# Document excerpt
___

EUGENE — Workers from Pallet, a manufacturer based in Everett, Wash., this week delivered and assembled 25 modular personal shelters at St. Vincent de Paul’s Dawn to Dawn emergency homeless shelter site, 717 Hwy. 99N.

The Pallet structures feature rigid aluminum and composite panel construction, designed for assembly with almost LEGO-like simplicity in less than an hour each. The shelters, including 64-square-foot single and 100-square-foot double units, have lockable doors and windows and connect to electricity for built-in lighting, heating, and ventilation designed to keep the interiors at a safe and comfortable 72 degrees. (Detailed specs at palletshelter.com.)

pallet housing

Raisin’ the roof, workers from Pallet, based in Everett, Wash.

Ultimately, SVdP staff will arrange 19 of the shelters into village-like clusters on the Dawn to Dawn site. They will transport six to the nearby Eugene Service Station, 450 Hwy. 99N, for use by participants enrolled in the Support Services for Veteran Families program. At both SVdP-managed sites, the Pallet structures will create a new transitional housing opportunity along the way from the streets to congregate tent shelters, and ultimately to stable permanent housing such as an apartment at one of SVdP’s many low-income complexes.

“I think the Pallet houses are great solutions; I wish I had 500 of them,” said Roxann O’Brien, SVdP’s director of homeless and emergency services. “These will be an incentive for the people here to engage with us in case management. So, we’re using this as a carrot to engage with those who are most serious about getting a job and working with us for housing.”

___

# Brief 1
Translate this sentence from the Pallet shelter article into Spanish: "The Pallet structures feature rigid aluminum and composite panel construction, designed for assembly with almost LEGO-like simplicity in less than an hour each."
# Brief 2
Reproduce the part of the Pallet shelter article from "EUGENE — Workers" to "717 Hwy. 99N.".
The listing that follows has no connection to the Pallet shelter article.

___

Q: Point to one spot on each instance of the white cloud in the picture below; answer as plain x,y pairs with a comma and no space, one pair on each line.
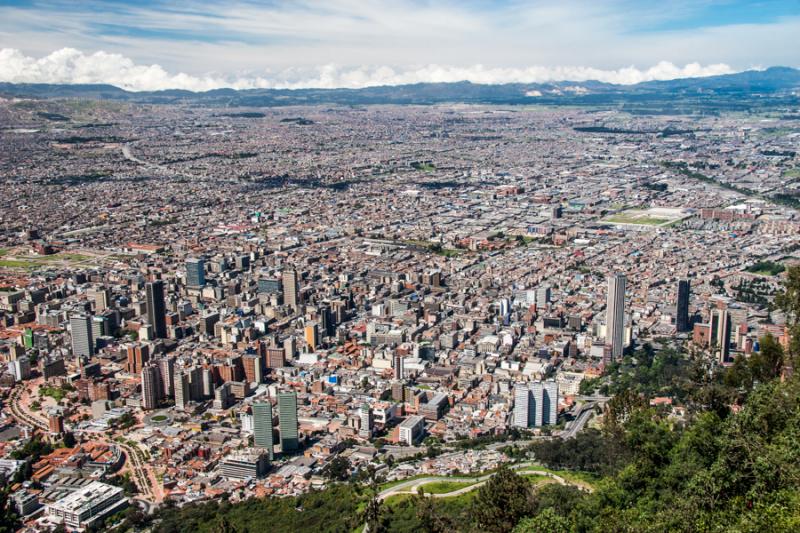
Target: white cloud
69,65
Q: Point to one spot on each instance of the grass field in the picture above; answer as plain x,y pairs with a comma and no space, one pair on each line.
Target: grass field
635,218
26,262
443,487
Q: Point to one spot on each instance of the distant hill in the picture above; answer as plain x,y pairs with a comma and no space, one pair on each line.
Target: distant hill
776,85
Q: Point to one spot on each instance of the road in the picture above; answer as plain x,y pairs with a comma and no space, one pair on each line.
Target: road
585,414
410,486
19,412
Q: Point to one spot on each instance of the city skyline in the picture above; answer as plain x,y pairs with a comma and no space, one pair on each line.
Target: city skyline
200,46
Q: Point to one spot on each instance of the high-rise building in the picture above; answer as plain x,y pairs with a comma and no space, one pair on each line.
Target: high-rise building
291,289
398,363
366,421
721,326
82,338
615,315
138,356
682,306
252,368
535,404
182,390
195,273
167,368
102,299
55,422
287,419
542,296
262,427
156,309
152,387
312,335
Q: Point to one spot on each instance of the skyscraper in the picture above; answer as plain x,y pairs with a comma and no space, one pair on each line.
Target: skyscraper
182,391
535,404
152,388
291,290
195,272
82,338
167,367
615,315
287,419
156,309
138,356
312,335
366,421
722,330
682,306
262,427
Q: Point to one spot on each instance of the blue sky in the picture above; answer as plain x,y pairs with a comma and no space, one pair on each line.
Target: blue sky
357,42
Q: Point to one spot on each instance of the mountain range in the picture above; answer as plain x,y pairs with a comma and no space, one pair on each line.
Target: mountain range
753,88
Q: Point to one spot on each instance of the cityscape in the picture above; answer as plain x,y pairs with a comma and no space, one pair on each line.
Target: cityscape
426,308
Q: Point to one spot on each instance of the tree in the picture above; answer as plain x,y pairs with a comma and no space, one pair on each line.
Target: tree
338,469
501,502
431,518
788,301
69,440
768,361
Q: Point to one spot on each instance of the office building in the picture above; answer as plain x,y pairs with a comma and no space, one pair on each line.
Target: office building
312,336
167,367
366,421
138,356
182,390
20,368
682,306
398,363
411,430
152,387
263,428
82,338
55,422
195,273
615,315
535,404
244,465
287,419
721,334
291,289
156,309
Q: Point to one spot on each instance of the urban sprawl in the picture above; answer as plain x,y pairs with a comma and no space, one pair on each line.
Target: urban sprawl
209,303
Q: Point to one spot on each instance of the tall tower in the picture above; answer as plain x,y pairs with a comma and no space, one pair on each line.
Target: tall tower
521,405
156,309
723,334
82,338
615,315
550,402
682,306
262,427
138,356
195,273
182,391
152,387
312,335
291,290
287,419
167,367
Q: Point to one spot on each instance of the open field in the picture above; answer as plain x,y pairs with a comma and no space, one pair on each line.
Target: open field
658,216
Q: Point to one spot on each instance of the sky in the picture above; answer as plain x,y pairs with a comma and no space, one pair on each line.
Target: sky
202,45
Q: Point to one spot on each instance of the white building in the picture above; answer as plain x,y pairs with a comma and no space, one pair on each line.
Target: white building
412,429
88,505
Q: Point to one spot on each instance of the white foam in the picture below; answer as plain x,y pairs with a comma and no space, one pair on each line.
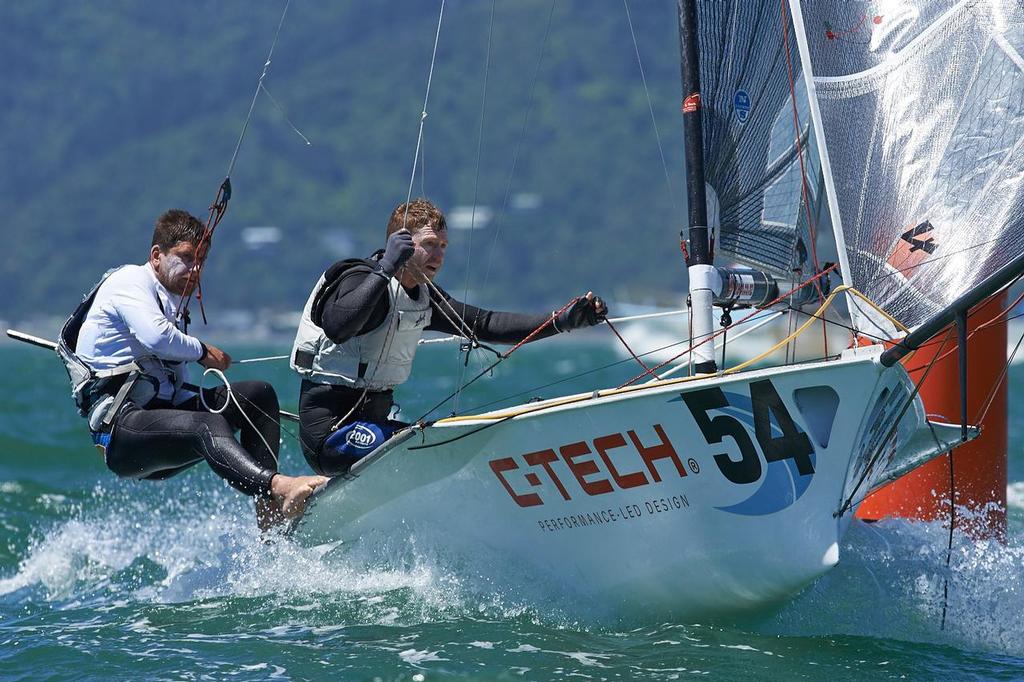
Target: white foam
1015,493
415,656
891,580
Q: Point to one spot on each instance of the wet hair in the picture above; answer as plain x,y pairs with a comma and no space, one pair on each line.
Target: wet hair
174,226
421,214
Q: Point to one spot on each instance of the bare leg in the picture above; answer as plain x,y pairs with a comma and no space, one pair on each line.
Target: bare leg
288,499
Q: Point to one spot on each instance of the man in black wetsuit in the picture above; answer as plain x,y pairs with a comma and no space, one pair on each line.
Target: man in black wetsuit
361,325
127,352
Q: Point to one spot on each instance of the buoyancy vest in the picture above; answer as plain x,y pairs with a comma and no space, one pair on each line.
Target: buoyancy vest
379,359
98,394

___

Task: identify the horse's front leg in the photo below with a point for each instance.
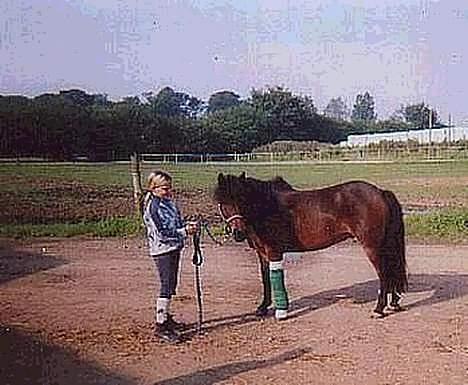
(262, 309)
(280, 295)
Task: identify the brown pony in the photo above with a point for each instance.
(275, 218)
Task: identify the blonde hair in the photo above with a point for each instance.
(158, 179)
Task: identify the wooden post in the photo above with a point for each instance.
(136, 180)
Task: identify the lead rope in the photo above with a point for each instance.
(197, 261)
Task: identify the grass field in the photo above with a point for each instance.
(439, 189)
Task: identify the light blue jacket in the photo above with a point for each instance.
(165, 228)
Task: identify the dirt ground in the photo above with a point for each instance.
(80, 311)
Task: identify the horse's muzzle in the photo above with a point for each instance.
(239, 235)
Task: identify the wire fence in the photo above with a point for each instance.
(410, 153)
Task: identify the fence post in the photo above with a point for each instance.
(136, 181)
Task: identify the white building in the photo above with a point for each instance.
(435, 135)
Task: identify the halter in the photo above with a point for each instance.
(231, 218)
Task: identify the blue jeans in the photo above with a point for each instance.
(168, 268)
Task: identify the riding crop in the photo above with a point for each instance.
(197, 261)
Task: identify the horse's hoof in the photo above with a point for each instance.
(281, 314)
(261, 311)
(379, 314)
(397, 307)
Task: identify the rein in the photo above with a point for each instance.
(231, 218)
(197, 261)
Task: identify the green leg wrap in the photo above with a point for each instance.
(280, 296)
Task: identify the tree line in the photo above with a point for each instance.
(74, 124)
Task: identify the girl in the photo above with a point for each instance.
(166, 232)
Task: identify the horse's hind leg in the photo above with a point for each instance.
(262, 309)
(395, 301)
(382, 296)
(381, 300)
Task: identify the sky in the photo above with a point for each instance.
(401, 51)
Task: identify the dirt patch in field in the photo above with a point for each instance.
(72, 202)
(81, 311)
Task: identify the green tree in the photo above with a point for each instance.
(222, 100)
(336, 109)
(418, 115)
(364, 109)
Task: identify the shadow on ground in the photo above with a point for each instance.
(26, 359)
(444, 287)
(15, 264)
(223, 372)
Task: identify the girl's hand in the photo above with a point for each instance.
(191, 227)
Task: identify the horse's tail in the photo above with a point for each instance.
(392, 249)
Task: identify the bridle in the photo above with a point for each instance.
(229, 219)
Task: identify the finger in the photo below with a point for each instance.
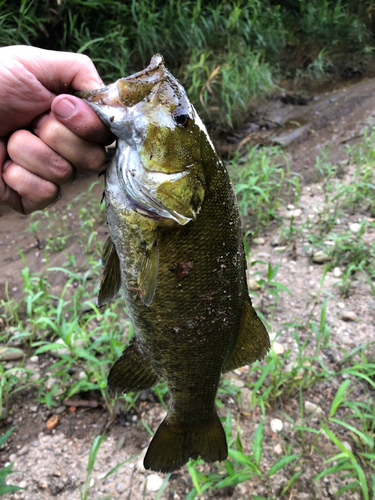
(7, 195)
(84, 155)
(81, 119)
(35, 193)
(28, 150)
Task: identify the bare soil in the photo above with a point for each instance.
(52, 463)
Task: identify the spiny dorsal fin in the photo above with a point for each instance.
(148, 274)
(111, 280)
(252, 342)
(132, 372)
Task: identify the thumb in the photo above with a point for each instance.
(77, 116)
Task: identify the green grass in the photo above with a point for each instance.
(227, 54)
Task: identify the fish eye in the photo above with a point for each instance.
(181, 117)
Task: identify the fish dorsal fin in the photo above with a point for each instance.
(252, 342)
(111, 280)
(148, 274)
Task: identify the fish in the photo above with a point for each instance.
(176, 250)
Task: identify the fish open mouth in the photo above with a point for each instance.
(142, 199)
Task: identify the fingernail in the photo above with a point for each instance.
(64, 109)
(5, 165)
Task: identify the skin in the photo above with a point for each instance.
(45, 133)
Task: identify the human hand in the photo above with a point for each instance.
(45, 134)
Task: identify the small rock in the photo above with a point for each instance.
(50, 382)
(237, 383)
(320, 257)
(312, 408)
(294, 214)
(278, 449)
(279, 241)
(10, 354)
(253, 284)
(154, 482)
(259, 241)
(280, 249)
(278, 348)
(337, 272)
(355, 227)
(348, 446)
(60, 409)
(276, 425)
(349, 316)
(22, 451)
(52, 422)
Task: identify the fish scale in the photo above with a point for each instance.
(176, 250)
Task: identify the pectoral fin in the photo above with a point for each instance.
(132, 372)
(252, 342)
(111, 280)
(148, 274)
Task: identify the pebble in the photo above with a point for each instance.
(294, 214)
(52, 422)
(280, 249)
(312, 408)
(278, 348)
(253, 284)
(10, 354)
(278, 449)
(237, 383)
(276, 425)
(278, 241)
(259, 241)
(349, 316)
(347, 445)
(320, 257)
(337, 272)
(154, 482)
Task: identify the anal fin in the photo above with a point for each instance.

___

# Answer area 1
Las estructuras de Pallet tienen una construcción rígida de paneles de aluminio y material compuesto, diseñada para armarse con una sencillez casi como la de LEGO en menos de una hora cada una.

# Answer area 2
EUGENE — Workers from Pallet, a manufacturer based in Everett, Wash., this week delivered and assembled 25 modular personal shelters at St. Vincent de Paul’s Dawn to Dawn emergency homeless shelter site, 717 Hwy. 99N.